» **Exercise**: Write the listing out again, exactly as it reads below.

» **The input**:
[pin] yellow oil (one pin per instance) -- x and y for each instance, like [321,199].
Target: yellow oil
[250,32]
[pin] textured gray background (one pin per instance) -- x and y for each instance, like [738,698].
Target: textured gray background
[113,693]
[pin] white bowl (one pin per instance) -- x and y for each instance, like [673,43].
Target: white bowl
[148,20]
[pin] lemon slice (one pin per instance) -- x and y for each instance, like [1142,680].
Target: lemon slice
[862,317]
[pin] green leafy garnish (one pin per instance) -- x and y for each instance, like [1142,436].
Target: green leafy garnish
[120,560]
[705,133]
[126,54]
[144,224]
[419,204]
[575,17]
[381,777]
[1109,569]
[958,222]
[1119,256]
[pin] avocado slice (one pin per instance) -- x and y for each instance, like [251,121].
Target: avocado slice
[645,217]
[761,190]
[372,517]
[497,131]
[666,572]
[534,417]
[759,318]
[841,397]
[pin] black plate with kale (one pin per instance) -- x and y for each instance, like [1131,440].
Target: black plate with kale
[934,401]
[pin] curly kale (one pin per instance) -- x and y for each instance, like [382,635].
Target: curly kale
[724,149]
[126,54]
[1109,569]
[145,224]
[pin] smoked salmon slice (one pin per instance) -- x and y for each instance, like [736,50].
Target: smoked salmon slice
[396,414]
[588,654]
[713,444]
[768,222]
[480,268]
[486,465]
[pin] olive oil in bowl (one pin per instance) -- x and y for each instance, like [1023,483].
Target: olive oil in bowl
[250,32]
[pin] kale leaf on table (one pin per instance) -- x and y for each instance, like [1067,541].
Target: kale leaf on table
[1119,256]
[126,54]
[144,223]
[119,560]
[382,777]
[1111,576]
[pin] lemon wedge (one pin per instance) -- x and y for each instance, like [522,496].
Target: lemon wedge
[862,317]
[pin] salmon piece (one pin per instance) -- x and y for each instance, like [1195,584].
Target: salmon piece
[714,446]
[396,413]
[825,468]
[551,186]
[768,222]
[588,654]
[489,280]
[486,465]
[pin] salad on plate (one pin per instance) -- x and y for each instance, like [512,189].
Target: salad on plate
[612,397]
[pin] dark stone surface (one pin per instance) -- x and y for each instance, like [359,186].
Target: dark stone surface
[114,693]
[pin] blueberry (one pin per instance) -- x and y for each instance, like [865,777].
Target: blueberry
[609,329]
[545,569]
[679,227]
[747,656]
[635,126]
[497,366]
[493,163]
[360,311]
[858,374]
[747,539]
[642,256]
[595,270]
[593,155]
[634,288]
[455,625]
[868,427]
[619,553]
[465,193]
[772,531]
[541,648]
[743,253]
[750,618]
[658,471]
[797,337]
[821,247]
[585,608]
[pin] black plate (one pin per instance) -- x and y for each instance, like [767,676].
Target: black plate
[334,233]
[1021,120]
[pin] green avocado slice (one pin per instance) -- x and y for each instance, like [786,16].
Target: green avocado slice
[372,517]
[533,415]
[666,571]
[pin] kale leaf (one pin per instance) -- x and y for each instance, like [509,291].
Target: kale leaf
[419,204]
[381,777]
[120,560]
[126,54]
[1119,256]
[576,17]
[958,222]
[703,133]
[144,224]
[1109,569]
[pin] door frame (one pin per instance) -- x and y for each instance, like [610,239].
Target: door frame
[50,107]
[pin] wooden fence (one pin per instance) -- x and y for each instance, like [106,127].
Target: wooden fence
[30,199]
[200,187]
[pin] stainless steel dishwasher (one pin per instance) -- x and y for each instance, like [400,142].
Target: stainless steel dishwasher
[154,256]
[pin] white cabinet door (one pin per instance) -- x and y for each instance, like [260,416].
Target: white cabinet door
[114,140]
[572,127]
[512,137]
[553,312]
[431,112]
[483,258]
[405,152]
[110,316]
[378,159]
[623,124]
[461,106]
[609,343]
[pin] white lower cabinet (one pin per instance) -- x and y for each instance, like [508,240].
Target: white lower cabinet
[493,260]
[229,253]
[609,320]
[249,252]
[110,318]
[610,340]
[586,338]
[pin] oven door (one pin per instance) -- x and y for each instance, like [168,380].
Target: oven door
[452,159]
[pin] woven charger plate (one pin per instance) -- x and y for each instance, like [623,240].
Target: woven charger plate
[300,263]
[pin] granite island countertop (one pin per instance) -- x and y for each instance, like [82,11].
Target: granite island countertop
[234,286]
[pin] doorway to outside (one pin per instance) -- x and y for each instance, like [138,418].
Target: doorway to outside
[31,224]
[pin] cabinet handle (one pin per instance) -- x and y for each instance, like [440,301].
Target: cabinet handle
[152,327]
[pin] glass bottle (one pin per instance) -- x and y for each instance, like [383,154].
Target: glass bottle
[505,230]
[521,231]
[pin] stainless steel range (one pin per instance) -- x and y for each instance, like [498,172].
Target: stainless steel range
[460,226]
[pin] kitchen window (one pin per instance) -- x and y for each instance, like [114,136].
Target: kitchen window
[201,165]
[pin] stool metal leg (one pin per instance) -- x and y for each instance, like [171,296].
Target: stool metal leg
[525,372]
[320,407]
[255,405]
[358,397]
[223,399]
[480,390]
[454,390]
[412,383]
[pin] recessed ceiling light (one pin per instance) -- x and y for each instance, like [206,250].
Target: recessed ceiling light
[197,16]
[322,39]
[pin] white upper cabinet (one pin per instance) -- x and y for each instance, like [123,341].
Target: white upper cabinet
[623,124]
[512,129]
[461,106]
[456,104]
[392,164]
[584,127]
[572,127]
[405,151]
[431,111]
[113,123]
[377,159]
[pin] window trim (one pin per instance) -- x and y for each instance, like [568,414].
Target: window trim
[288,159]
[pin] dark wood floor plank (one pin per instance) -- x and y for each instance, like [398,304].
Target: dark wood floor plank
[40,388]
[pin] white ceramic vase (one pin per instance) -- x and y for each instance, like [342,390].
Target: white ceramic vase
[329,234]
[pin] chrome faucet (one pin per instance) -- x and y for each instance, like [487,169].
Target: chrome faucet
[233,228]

» **Written answer**:
[pin] yellow oil (one pin per instance) -- x and y for each instance, like [321,199].
Target: yellow oil
[250,32]
[pin] textured gray background (one pin per instance) -- x and y for each instance, like [738,698].
Target: textured gray background
[113,693]
[pin] white bowl (one pin per instance) -- x and y for each instance, like [673,43].
Target: white bowl
[148,20]
[pin] lemon slice (one pin per instance) -- x and y for each instance, like [1142,680].
Target: lemon slice
[862,317]
[pin] green leafy garnish (one pin per instance) -- x and y for each instance, like [1142,436].
Target: green leafy garnish
[120,560]
[705,133]
[126,54]
[144,224]
[419,204]
[575,17]
[381,777]
[1109,569]
[958,222]
[1119,256]
[pin] avocado slice (one pin per instance) -- x and y for each instance, like [251,121].
Target: avocado slice
[645,217]
[761,190]
[372,517]
[497,131]
[666,572]
[534,417]
[759,318]
[841,397]
[pin] black plate with kale (one pin per instance) -- x and y for each instance, like [1131,440].
Target: black plate with kale
[934,401]
[pin] curly kale (one pin per instance) -- x and y for each instance, like [382,635].
Target: curly kale
[724,149]
[126,54]
[1109,569]
[145,224]
[pin] smoked salmon slice (one pin per instance) -- x and y for each instance, like [736,50].
Target: smoked salmon slice
[396,414]
[588,654]
[713,444]
[768,222]
[480,268]
[486,465]
[pin] olive oil in bowl (one pin per instance) -- x and y for each instance, like [1023,483].
Target: olive oil in bowl
[250,32]
[pin] kale leaf on table (one pin per instance) -- x and y for each instance, like [1067,541].
Target: kale leaf on table
[1119,256]
[126,54]
[144,223]
[119,560]
[382,777]
[1111,576]
[pin] lemon wedge (one pin per instance) -- x and y for each instance, like [522,496].
Target: lemon wedge
[862,317]
[pin] salmon piece (one pin per instance) -- x and y for each instance, like [1195,584].
Target: salmon piece
[714,446]
[396,413]
[825,468]
[551,186]
[768,222]
[588,654]
[489,280]
[486,465]
[pin] salad on plate (one pin per instance) -- x and y for each instance, like [512,189].
Target: salad on plate
[612,397]
[pin] dark stone surface (one pin per instance) -- x and y for each instance, like [359,186].
Target: dark stone surface
[114,693]
[pin] blueberry (one pin per instance) -- x and y for each instance, like [865,777].
Target: blueberry
[609,329]
[545,569]
[679,227]
[747,656]
[635,126]
[497,366]
[493,163]
[360,311]
[858,374]
[747,539]
[642,256]
[595,270]
[593,155]
[634,288]
[455,625]
[868,427]
[619,553]
[465,193]
[772,531]
[541,648]
[743,253]
[750,618]
[658,471]
[797,337]
[821,247]
[585,608]
[pin] black plate (one pin per instance) -- x and y for each instance, like [767,676].
Target: black plate
[334,233]
[1021,120]
[pin] green avocado slice (one pin per instance) -- x and y for each instance, like [786,16].
Target: green avocado slice
[372,517]
[533,415]
[666,571]
[pin] kale leaf (one pin per instance) -- x and y for each instance, like [509,291].
Target: kale leaf
[419,204]
[381,777]
[120,560]
[126,54]
[1119,256]
[576,17]
[958,222]
[703,133]
[144,224]
[1109,569]
[pin] door frame (one pin per instance) -- x and y for each instance, like [610,239].
Target: door frame
[50,107]
[pin] wooden fence (one pin per instance) -- x and y for each instance, like [106,127].
Target: wooden fence
[30,199]
[200,187]
[pin] stainless steel dishwasher (one pin per instance) -- x and y for each instance, like [400,142].
Target: stainless steel dishwasher
[154,256]
[pin] white cabinet door (one pin per instance) -- x and y for each instance, like [260,416].
Target: white cabinet door
[114,140]
[572,127]
[512,137]
[553,312]
[431,112]
[483,258]
[405,152]
[110,316]
[378,159]
[623,124]
[461,106]
[609,343]
[pin] white lower cabinet (one pin per instance) -- x and y for each instance, like [508,240].
Target: white lower cabinet
[493,260]
[229,253]
[609,320]
[249,252]
[110,318]
[610,340]
[586,338]
[pin] oven door (one pin per instance) -- x and y for each instance, like [168,380].
Target: oven door
[452,159]
[pin] woven charger plate (one pin per instance) -- x and y for each instance, like [623,240].
Target: woven charger plate
[300,263]
[pin] granite island countertop (one pin per instance) -- x and y for each instance, like [82,11].
Target: granite island countertop
[234,286]
[pin] doorway to outside (one pin per instance) -- x and y for each instance, like [138,418].
Target: doorway to outside
[31,224]
[pin] cabinet handle (one pin per instance) -- x and y for each instance, like [440,301].
Target: cabinet handle
[152,327]
[pin] glass bottle (one pin per instance) -- x and y for each instance, like [383,154].
Target: glass bottle
[505,230]
[521,231]
[pin] stainless steel range (one pin per instance) -- x and y for each instance, like [498,172].
Target: stainless steel range
[460,226]
[pin] kitchen window (one pin per instance) -- x and y for each instance, like [114,136].
Target: kitchen window
[201,165]
[pin] stool metal leg (one pin per instance) -- x and y for each instance, like [171,296].
Target: stool metal leg
[525,372]
[320,407]
[255,405]
[358,397]
[223,399]
[480,390]
[454,390]
[412,383]
[pin] recessed ceiling light (one pin per instance) -- x and y for each instance, like [206,250].
Target: recessed ceiling light
[197,16]
[322,39]
[pin] white upper cabinet (one pin per instance) -- x and y for each instance, like [123,341].
Target: white upper cabinet
[623,124]
[512,129]
[461,106]
[456,104]
[392,164]
[584,127]
[572,127]
[405,151]
[431,111]
[113,123]
[377,159]
[pin] window trim (one pin per instance) -- x and y for each instance, like [568,414].
Target: window trim
[288,159]
[pin] dark wood floor plank (one pin per instance) -- x and y for each instance, like [398,304].
Target: dark wood floor plank
[40,388]
[pin] white ceramic vase (one pin per instance) -- x and y for each instance, like [342,390].
Target: white ceramic vase
[329,234]
[pin] chrome faucet (one pin per instance) -- x and y for each instance, like [487,169].
Target: chrome faucet
[233,228]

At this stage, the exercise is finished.